=== Task to carry out ===
Every line of the data is to be output verbatim.

=== Extracted material ===
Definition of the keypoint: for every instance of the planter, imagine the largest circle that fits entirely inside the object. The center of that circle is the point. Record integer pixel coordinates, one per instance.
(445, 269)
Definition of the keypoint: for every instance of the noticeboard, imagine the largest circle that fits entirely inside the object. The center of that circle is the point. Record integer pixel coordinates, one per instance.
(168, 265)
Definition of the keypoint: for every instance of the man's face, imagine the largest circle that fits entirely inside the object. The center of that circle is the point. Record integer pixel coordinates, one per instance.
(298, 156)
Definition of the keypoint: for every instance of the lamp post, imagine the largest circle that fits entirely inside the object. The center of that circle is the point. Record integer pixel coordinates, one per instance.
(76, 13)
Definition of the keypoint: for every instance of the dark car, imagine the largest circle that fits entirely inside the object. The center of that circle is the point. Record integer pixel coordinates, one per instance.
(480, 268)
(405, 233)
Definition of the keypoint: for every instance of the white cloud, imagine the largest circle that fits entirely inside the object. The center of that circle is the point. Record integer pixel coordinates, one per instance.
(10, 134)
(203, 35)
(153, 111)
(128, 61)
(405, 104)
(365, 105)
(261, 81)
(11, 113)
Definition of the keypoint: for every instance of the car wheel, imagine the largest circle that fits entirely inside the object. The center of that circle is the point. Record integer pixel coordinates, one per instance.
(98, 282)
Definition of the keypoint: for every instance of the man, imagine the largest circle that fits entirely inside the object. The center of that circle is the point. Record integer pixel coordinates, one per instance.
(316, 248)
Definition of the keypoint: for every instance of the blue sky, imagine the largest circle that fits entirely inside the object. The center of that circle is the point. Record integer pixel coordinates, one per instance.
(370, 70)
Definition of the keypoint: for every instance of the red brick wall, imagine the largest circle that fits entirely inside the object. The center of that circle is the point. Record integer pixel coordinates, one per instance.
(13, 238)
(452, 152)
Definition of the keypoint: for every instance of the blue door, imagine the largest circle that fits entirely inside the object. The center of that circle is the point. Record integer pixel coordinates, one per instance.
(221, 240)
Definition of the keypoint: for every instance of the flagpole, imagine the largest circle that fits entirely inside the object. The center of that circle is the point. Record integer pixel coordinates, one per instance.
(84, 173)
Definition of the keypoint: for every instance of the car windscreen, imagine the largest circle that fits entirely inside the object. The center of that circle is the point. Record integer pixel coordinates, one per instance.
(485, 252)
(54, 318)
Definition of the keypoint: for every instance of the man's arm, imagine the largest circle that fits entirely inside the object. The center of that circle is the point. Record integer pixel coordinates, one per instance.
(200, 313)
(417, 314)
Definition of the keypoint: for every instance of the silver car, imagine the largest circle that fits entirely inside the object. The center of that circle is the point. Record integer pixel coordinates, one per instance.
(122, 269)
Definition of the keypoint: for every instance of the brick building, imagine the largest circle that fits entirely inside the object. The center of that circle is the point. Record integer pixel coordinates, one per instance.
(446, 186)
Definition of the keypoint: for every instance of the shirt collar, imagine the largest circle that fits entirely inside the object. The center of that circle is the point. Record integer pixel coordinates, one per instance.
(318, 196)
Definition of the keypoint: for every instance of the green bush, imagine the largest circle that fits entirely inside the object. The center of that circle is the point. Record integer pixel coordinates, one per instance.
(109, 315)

=== Solved exercise ===
Definition of the keypoint: for every instance of the planter, imagine the largest circle that fits entirely inside the object. The center of that circle is the point. Record integer pixel coordinates, one per instance.
(445, 269)
Definition of the keypoint: for every instance of the noticeboard, imagine the largest circle that fits entirely inside the object. The center of that circle is the point. Record integer pixel coordinates, one per instance.
(168, 265)
Definition of the keypoint: for every instance of the man's face, imagine the largest circle that fits entirely inside the object. The center of that circle is the point. Record integer pixel coordinates, one per instance.
(298, 156)
Definition of the keypoint: for every instance of the lamp post, imagine the largest circle that fits entirely inside the object. The center of that circle is the point. Record integer pixel coordinates, one per instance.
(76, 13)
Definition of the keypoint: for every instance of the dark car, imagine the largest circle that fits entirely inside the object. The center of that circle is the point. Record integer pixel coordinates, one per instance.
(480, 268)
(405, 233)
Definition of the keypoint: for every instance of the white cloud, imagine the largest circle that fits entirely inside the object. The center of that circle is the point. Record integer pixel coordinates, one per instance.
(10, 134)
(203, 35)
(153, 111)
(128, 61)
(405, 104)
(365, 105)
(261, 81)
(11, 113)
Definition of the keypoint: for every instance of the car wheel, imagine the largest circle that fits entirely inside the object. The center of that circle is the point. Record integer pixel coordinates, one per instance.
(98, 282)
Definition of the keypoint: for every instance of the man, imagine the largest circle that fits entirely inside the object. The center of that circle is the point. Record integer pixel coordinates, one per instance.
(316, 248)
Definition of the keypoint: for every instance of the blue sky, imagine the largest circle that fits entirely inside the object. The center of that circle is the point. Record integer pixel coordinates, one per instance.
(370, 70)
Definition of the keypoint: for every instance of the red brick wall, imagine the largest circle that fits entirely inside the object. The center of that circle is the point. Record integer pixel coordinates, one per instance.
(13, 238)
(452, 152)
Definition of the keypoint: for every instance of the blue door, imagine the largest circle that fits entirely inside the object. The center of that circle is the point. Record integer pixel coordinates, one per instance.
(221, 240)
Definition of the keypoint: for every instance of the flagpole, imagine the largest circle that fits entirely inside the object. The center of that circle is the point. Record integer pixel coordinates, one per instance.
(84, 173)
Definition of the keypoint: for every instance of the car windscreen, imagine the largest circle that fits entirely inside the object. The center of that circle is the point. Record integer pixel coordinates, one per instance.
(485, 252)
(54, 318)
Definition of the keypoint: for every instance of the man's arm, imagine the largest circle that fits entirely inside the object. The center of that circle is the point. Record integer pixel coordinates, one per instance.
(200, 313)
(417, 314)
Definition of the keypoint: for every instance of the silver car, imagine the largest circle that fits entirely inside the object. The center of that circle is the point. Record integer pixel coordinates, one per instance.
(122, 269)
Definition of the keypoint: for every instance of the brick building, imagine the largest circle that fits entirely inside the object. The center of that circle is the point. Record integer pixel coordinates, one per instance.
(446, 186)
Definition of the keypoint: for every instance of the shirt collar, imagine the largest circle that fits entirely inside the object. The center of that circle is the point. Record integer pixel coordinates, one per instance.
(318, 196)
Definition of the keypoint: for every instance of the green bush, imagine the largest circle that fits entirely inside the object. The center of that circle is the point. Record integer pixel coordinates, one per instance.
(109, 315)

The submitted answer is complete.